| Instructions to follow |
Show each line below that contains the word "bucket", copied in full and unchanged.

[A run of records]
********************

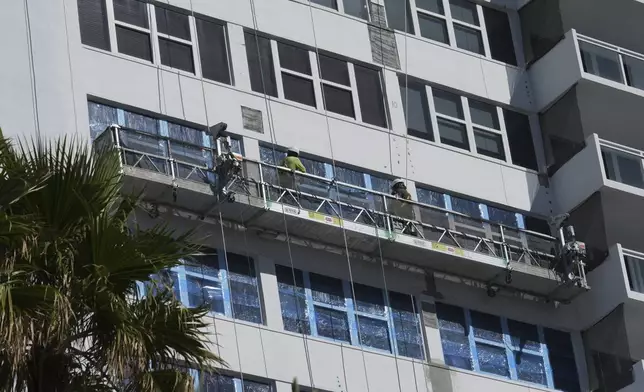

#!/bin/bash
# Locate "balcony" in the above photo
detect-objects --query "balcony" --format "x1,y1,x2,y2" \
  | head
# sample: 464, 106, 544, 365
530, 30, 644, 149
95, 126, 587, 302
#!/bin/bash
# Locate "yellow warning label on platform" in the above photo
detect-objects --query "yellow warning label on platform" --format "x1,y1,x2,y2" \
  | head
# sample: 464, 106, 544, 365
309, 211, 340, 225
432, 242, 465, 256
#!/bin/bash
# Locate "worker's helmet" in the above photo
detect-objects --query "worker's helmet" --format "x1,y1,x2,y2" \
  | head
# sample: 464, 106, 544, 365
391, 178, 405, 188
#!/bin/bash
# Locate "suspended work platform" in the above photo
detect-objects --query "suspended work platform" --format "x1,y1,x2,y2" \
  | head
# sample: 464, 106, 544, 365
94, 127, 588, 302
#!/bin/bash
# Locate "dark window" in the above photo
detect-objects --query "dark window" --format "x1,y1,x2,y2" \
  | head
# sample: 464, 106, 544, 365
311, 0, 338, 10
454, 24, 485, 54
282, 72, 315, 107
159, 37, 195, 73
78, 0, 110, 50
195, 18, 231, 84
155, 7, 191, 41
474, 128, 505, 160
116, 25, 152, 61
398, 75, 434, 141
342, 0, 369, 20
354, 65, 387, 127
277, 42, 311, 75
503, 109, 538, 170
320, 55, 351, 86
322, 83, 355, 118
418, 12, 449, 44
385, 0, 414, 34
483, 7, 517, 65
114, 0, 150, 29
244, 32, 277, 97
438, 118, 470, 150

********************

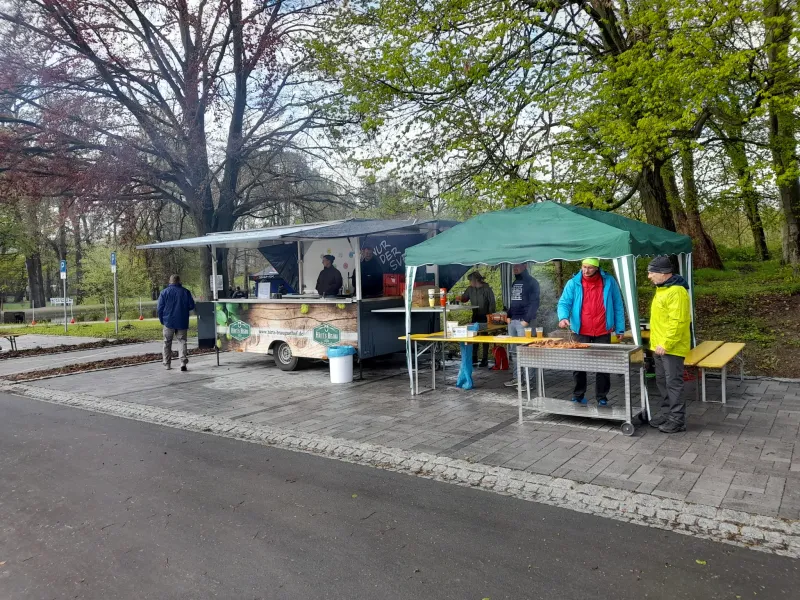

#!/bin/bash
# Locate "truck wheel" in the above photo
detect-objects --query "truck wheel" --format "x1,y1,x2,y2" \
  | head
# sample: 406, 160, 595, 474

********************

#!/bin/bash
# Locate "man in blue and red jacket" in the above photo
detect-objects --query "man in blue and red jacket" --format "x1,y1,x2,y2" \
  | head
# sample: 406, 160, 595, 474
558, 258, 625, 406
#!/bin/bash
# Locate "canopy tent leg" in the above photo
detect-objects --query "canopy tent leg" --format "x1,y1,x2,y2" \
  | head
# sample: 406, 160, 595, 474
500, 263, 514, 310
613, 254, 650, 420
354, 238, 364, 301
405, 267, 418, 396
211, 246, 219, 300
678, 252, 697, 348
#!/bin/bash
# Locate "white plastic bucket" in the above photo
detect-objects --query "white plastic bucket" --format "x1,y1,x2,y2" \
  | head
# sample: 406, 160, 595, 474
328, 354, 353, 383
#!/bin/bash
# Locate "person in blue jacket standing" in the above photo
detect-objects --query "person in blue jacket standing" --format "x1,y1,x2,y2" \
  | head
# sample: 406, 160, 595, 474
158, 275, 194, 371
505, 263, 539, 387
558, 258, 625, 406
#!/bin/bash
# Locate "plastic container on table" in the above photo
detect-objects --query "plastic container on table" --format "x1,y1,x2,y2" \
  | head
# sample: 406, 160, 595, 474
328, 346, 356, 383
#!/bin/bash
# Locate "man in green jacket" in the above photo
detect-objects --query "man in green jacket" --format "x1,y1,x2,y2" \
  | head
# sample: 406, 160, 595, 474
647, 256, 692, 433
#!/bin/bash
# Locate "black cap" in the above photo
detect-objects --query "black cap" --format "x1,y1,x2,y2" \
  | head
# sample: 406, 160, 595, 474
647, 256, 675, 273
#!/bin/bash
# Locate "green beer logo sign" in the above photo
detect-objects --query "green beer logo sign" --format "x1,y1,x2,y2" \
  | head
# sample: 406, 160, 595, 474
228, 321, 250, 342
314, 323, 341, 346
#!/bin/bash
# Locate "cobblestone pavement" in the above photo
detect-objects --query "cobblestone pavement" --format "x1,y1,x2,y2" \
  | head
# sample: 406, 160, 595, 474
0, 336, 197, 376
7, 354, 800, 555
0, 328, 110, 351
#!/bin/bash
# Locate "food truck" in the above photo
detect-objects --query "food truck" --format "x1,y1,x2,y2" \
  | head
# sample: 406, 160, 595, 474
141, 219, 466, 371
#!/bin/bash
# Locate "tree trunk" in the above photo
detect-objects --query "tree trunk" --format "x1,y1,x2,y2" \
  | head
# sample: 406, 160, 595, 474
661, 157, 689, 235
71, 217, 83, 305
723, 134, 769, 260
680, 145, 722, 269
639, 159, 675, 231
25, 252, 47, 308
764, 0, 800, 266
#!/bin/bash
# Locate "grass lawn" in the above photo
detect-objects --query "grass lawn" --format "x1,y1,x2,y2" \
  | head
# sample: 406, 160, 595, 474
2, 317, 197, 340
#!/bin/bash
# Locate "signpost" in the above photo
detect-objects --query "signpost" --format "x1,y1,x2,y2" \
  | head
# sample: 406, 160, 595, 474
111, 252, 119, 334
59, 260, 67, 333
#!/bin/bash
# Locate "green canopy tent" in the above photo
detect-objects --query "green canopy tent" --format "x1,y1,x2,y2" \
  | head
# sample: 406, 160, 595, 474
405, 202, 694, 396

********************

| Written response |
# Locate "white plastic bucket" in the above photo
detect-objects --query "white plastic bucket" --format "x1,y1,x2,y2" \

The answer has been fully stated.